Stored records
· · · ·

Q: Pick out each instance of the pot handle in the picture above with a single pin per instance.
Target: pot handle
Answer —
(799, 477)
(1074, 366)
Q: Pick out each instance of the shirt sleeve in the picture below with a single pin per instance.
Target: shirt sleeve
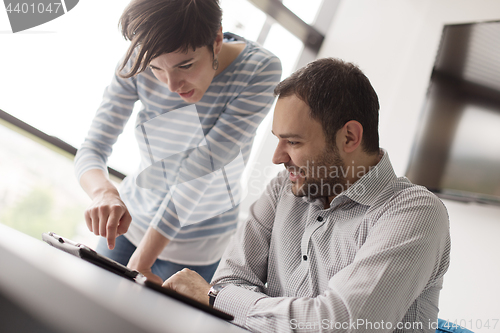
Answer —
(108, 123)
(401, 257)
(207, 183)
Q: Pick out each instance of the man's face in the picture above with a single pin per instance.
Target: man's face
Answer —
(314, 167)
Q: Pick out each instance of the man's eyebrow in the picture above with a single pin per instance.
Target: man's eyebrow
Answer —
(288, 135)
(184, 62)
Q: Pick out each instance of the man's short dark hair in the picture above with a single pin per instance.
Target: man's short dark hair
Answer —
(336, 92)
(156, 27)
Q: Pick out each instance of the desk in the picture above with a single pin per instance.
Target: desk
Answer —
(58, 292)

· · · ·

Required work
Can you put the lines of the records, from the line with "Q: Pick out each instance of the man's eyebrow" through the last line of the records, into a numbered list and leave out any blank lines?

Output for this exercise
1. Q: Pick out each instance of the man's eyebrow in the picture above with a single pin per instance.
2. Target: man's eyebrow
3. Answer —
4. (288, 135)
5. (184, 62)
6. Q: Pick out each instance of the man's short dark hair in the picture above with a single pin per instance.
7. Target: man's short dark hair
8. Answer —
9. (336, 92)
10. (156, 27)
11. Q: Pick out each instance of the desk in the picture above with a single pin per instance.
12. Target: desk
13. Answer —
14. (58, 292)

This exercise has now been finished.